Start of Passage to read

To Thread or not to Thread....?

James Mills prologic at shortcircuit.net.au
Wed Dec 1 08:48:38 EST 2010


Surely I2C is just a serial-like interface
and one should be able to do async I/O on it ?

The use of threads is not necessary here and the GIL
doesn't become a problem in async I/O anyway.

I only use threads for operating that might block (not for I/O).

cheers
James

On Wed, Dec 1, 2010 at 7:24 PM, Antoine Pitrou <solipsis at pitrou.net> wrote:
> On Wed, 1 Dec 2010 02:45:50 +0000
> Jack Keegan <whatsjacksemail at gmail.com> wrote:
>
>> Hi there,
>>
>> I'm currently writing an application to control and take measurements during
>> an experiments. This is to be done on an embedded computer running XPe so I
>> am happy to have python available, although I am pretty new to it.
>> The application basically runs as a state machine, which transitions through
>> it's states based on inputs read in from a set of general purpose
>> input/output (GPIO) lines. So when a certain line is pulled low/high, do
>> something and move to another state. All good so far and since I get through
>> main loop pretty quickly, I can just do a read of the GPIO lines on each
>> pass through the loop and respond accordingly.

End of Passage to read

→ **Aim**
Copy everything in the threading post from "Surely I2C is" down to "(not for I/O).", swapping "threads" out for "processes".

Start of Given records

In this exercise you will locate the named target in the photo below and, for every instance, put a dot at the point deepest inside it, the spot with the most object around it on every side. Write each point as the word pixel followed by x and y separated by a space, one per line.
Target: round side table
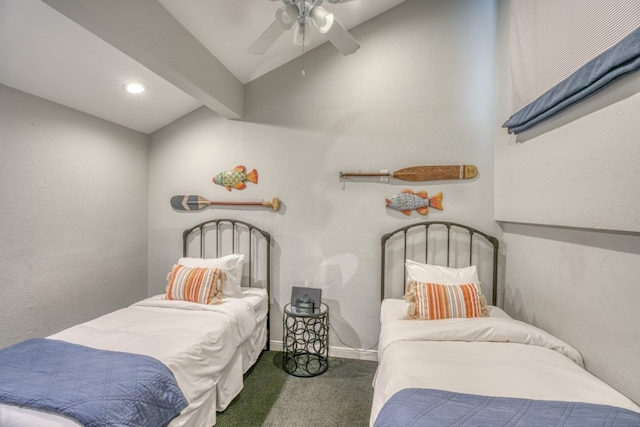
pixel 306 341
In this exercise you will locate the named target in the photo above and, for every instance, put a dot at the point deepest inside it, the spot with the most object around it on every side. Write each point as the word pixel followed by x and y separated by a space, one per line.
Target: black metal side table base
pixel 306 342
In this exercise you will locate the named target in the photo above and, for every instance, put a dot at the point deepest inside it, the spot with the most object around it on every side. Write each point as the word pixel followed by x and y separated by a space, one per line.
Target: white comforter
pixel 495 356
pixel 195 341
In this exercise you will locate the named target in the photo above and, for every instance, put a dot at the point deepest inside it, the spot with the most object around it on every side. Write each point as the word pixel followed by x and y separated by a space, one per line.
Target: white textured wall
pixel 560 190
pixel 420 91
pixel 73 215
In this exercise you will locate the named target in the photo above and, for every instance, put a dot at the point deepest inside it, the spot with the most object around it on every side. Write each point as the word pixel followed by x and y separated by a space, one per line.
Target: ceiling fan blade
pixel 285 17
pixel 341 39
pixel 267 38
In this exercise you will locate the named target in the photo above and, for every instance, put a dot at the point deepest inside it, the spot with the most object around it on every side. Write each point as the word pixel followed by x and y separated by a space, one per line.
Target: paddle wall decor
pixel 195 203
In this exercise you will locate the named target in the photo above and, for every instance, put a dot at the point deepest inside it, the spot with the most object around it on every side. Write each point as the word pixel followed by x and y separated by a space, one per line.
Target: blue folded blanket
pixel 415 407
pixel 96 387
pixel 616 62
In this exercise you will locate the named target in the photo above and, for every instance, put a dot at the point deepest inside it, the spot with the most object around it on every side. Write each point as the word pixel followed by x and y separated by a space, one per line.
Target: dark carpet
pixel 341 397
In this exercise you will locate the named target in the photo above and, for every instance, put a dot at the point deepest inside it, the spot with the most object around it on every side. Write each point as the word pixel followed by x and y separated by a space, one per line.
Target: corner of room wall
pixel 73 210
pixel 395 103
pixel 567 201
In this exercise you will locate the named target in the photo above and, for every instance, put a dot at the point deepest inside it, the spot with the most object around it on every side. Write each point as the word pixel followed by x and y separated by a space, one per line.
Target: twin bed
pixel 479 371
pixel 69 379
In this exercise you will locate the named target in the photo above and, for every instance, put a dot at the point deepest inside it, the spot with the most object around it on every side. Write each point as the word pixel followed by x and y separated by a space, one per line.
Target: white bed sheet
pixel 208 348
pixel 495 356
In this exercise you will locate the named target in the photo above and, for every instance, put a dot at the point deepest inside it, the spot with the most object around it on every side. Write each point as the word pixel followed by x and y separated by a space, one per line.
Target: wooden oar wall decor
pixel 196 203
pixel 423 173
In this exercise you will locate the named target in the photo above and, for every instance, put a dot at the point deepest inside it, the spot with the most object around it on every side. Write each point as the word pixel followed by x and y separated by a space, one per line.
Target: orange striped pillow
pixel 432 301
pixel 201 285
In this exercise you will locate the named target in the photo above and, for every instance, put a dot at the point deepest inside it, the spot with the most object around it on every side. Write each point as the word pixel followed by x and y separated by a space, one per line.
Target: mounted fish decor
pixel 407 201
pixel 235 178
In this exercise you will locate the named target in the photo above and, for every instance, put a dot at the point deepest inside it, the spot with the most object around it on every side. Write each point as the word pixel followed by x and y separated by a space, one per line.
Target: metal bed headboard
pixel 471 232
pixel 241 233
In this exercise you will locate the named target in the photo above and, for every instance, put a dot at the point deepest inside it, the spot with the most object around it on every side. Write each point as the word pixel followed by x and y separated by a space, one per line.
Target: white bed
pixel 488 356
pixel 495 356
pixel 208 348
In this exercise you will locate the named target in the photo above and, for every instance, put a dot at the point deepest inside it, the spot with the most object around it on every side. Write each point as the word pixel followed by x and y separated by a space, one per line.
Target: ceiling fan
pixel 299 13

End of Given records

→ **Response to the exercise**
Surely I2C is just a serial-like interface
and one should be able to do async I/O on it ?

The use of processes is not necessary here and the GIL
doesn't become a problem in async I/O anyway.

I only use processes for operating that might block (not for I/O).